* start Supplied passage *

Co-workers... Are they really your friends?

Loose Lips Sink Ships!

Over the weekend, while browsing through Youtube to find a video that would peak my interest, I came across one that actually 'hit home', so to speak. The video titled, 'Your co-workers are not your friends', was posted just 5 months ago by user A Life After Layoff who has over 213,000 subscribers. In this short period of time, the video has garnered an impressive 1.1 million views.

Many who've been in the workforce for some time know it's not easy to work with people you don't really know outside the workplace. Sometimes, it's just a small group of individuals, sometimes it can be dozens but in most environments, especially in manufacturing, that group can mushroom into hundreds of people we work with.

We all need employment. I've had several jobs and worked for a dozen employers over the years. Practically everywhere I've worked, the management would often refer to the employees as family and to address each other as brothers and sisters. Unions are famous for addressing their members like that. I suppose it's OK but the truth of the matter is, just like the title of the video suggests, your co-workers are not your friends. They are co-workers that you work with 8 hours a day and then you go home to your real family and friends.

The narrator of the video explains that he took on a new HR assignment for a company in a new town where he didn't know anyone. Over some time, he became friendly with an employee on the floor who seemed nice and respectful. He was asked how he liked his new surroundings and replied that he liked it but because he didn't know anyone, he felt a little bored and lonely. His new 'friend' then invited him to tag along on Saturday night and have a few beers at a local bar where this 'friend' would be joining up with his friends.

The narrator said he saw nothing out of the ordinary and thought it would be a great opportunity to make new friends outside the workplace. After a couple of drinks, his 'friend' casually asked, 'what do you think of so and so', a supervisor who was working his way up the ladder and had just started a new role. In so many words, he replied by saying the guy was new at the job and it takes time to get into the swing of things and get past the learning curve. The subject then changed and the rest of the night was enjoyable.

Come Monday morning though, he was immediately called into the office by his manager who said that someone complained that 'you said this and that about so and so'. In an instant, he figured out what had happened. He realized he'd been set up by this supposed 'friend' and that he'd been 'stabbed in the back'. He explained to his boss what happened and what he actually said, which was appropriate and apologized to the new supervisor as there was really no wrongdoing.

As for that 'friend', he stayed clear of him from then on and saw it as a valuable lesson, hence the title of his video, 'Your co-workers are not your friends'. He reminds viewers to be careful what you say to your co-workers. They may seem nice and friendly and often times they generally are but unfortunately, far too many are not trustworthy at all and sometimes can be quite dangerous.

You know the old saying, 'Loose Lips Sink Ships!' It's very prudent to be mindful of what you say to your co-workers about yourself and your personal life and to be especially mindful of what you might say about other co-workers because there will always be one in the crowd that's eagerly ready to throw you under the bus and run straight to management to complain so it's a good idea to avoid gossip and not hang out with a group of gossipers. As soon as you turn your back, they'll be gossiping about you too!

There was something else about this very educational video, the many replies left in the comments section. User @karlhungus1965 replied, "Learned this lesson the hard way. Made "friends" with a person at my job. Went to his house for family gatherings, super bowl parties, went golfing regularly with him. He went to our boss one day and unleashed a list of invalid complaints about me. Completely blind sided me. Instead of verifying the information our boss raked me over the coals. I was so upset I quit on the spot. Never again!!".

* end Supplied passage *
* start Provided data *

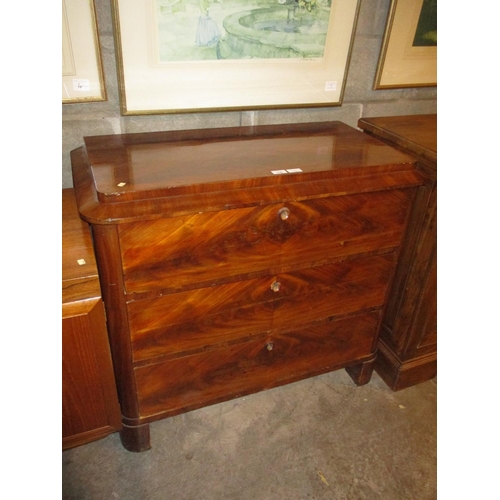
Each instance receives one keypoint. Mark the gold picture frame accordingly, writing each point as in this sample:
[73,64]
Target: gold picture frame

* end Provided data *

**What is asked:**
1. Answer each question from the co-workers article.
(a) How many subscribers does the user A Life After Layoff have?
(b) What did the narrator's new "friend" invite him to do on Saturday night?
(c) What did @karlhungus1965 do after the boss raked him over the coals?
2. Revise the part of the co-workers article that opens with the words containing "Many who've been" and closes with "we work with.", replacing "manufacturing" with "retail".
3. List every activity that @karlhungus1965 says he did with the person he made "friends" with, according to the co-workers article.

**Responses per task:**
1.
(a) Over 213,000.
(b) Tag along and have a few beers at a local bar, where the "friend" would be joining up with his friends.
(c) He quit on the spot.

2.
Many who've been in the workforce for some time know it's not easy to work with people you don't really know outside the workplace. Sometimes, it's just a small group of individuals, sometimes it can be dozens but in most environments, especially in retail, that group can mushroom into hundreds of people we work with.

3.
Family gatherings at his house
Super bowl parties
Golfing (regularly)